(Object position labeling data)
++++++++

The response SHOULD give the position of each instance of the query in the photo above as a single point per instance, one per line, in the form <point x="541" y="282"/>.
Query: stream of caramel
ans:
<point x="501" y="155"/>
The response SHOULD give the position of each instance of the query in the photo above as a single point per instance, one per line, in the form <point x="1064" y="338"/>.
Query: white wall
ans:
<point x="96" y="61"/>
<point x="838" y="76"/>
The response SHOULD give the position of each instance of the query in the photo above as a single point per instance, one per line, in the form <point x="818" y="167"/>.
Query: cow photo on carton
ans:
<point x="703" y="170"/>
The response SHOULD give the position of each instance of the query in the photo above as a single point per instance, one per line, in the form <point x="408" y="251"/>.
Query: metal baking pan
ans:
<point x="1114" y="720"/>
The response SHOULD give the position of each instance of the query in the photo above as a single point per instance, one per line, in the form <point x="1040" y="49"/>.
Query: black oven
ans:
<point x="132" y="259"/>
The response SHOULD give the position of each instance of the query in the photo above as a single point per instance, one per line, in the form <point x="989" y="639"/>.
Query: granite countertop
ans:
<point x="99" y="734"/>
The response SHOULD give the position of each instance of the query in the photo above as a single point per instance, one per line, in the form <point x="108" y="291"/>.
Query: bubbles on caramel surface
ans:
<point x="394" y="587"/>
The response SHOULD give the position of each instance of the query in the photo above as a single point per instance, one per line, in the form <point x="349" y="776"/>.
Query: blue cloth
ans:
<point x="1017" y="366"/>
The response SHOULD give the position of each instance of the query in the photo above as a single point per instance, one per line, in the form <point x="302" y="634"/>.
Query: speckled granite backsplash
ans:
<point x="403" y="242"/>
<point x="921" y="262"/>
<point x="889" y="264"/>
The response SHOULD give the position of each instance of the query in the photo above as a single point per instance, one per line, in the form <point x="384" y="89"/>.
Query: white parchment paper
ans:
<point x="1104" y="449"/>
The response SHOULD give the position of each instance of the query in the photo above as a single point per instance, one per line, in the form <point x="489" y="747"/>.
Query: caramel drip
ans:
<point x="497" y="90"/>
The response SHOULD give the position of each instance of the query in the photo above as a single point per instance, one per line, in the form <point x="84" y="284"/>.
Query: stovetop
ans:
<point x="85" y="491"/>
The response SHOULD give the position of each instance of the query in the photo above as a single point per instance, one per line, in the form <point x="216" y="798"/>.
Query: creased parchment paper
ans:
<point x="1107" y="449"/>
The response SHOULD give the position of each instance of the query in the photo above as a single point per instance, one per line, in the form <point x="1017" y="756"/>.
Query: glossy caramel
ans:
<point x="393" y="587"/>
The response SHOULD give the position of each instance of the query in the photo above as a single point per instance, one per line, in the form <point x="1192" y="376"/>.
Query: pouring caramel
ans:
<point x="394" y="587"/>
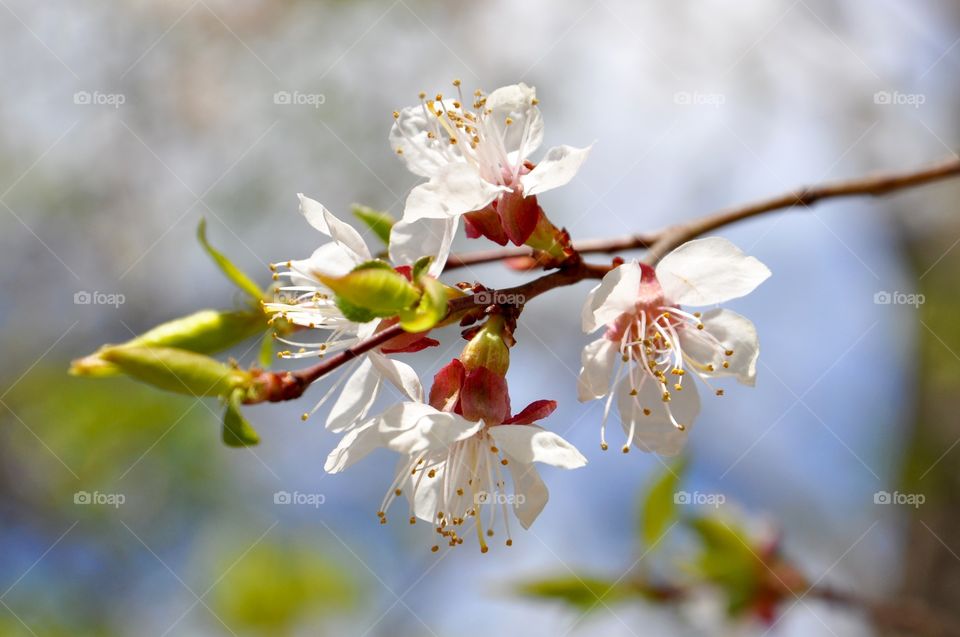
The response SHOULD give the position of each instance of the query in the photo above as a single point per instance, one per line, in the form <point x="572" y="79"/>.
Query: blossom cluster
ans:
<point x="459" y="441"/>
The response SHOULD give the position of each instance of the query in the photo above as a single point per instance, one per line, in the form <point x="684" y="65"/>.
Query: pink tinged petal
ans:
<point x="598" y="359"/>
<point x="537" y="410"/>
<point x="531" y="443"/>
<point x="402" y="376"/>
<point x="327" y="223"/>
<point x="456" y="190"/>
<point x="485" y="223"/>
<point x="615" y="295"/>
<point x="485" y="397"/>
<point x="709" y="271"/>
<point x="736" y="334"/>
<point x="354" y="402"/>
<point x="655" y="432"/>
<point x="525" y="134"/>
<point x="556" y="169"/>
<point x="531" y="493"/>
<point x="410" y="240"/>
<point x="518" y="215"/>
<point x="445" y="392"/>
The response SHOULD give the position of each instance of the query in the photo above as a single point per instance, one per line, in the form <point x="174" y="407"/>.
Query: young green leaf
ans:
<point x="232" y="272"/>
<point x="659" y="507"/>
<point x="237" y="432"/>
<point x="380" y="222"/>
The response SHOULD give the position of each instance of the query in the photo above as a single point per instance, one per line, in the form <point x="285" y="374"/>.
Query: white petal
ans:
<point x="617" y="293"/>
<point x="708" y="271"/>
<point x="410" y="135"/>
<point x="410" y="240"/>
<point x="400" y="374"/>
<point x="736" y="333"/>
<point x="340" y="231"/>
<point x="517" y="103"/>
<point x="598" y="359"/>
<point x="330" y="259"/>
<point x="530" y="443"/>
<point x="457" y="189"/>
<point x="530" y="491"/>
<point x="655" y="432"/>
<point x="408" y="428"/>
<point x="354" y="402"/>
<point x="556" y="169"/>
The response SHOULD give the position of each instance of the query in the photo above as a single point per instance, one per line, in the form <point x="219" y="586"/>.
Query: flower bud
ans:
<point x="204" y="332"/>
<point x="487" y="348"/>
<point x="177" y="370"/>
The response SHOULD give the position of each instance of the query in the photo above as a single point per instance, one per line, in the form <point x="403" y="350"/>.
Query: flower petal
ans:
<point x="354" y="402"/>
<point x="525" y="134"/>
<point x="708" y="271"/>
<point x="340" y="231"/>
<point x="457" y="189"/>
<point x="556" y="169"/>
<point x="736" y="333"/>
<point x="410" y="240"/>
<point x="530" y="491"/>
<point x="596" y="375"/>
<point x="410" y="135"/>
<point x="402" y="376"/>
<point x="617" y="293"/>
<point x="655" y="432"/>
<point x="531" y="443"/>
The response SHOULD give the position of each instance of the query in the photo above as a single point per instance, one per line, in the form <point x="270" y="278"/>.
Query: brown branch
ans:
<point x="278" y="386"/>
<point x="660" y="242"/>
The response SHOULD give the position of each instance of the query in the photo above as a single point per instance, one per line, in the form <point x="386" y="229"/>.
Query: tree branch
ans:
<point x="661" y="242"/>
<point x="278" y="386"/>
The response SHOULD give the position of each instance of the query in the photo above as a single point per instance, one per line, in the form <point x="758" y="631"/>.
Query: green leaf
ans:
<point x="659" y="508"/>
<point x="380" y="222"/>
<point x="177" y="370"/>
<point x="370" y="286"/>
<point x="581" y="592"/>
<point x="237" y="432"/>
<point x="232" y="272"/>
<point x="429" y="311"/>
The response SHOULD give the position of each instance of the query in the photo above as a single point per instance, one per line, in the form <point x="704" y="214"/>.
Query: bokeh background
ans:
<point x="693" y="106"/>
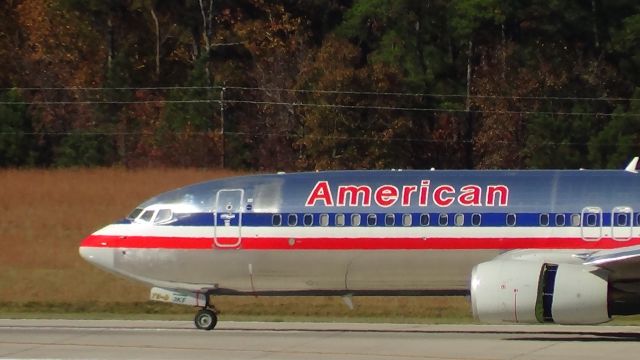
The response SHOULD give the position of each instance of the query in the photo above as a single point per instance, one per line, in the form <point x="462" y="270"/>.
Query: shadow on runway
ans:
<point x="581" y="337"/>
<point x="524" y="335"/>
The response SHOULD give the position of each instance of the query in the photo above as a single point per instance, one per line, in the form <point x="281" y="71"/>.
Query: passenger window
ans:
<point x="575" y="219"/>
<point x="308" y="219"/>
<point x="163" y="215"/>
<point x="476" y="219"/>
<point x="621" y="219"/>
<point x="146" y="216"/>
<point x="389" y="220"/>
<point x="355" y="219"/>
<point x="324" y="219"/>
<point x="544" y="219"/>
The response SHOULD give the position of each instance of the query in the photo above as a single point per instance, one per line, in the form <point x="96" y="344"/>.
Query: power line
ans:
<point x="284" y="135"/>
<point x="332" y="92"/>
<point x="317" y="105"/>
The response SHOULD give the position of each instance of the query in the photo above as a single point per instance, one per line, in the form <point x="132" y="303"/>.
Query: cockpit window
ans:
<point x="163" y="215"/>
<point x="134" y="214"/>
<point x="146" y="216"/>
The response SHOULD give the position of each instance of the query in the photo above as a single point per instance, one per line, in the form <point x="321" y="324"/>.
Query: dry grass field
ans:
<point x="44" y="214"/>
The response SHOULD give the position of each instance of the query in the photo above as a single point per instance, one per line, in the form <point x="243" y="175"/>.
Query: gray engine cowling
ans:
<point x="529" y="292"/>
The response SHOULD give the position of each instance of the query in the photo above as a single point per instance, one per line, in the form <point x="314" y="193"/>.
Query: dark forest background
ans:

++++++++

## Short exercise
Count the lines in the data above that contain the string "caramel". Give only the number.

## Response below
5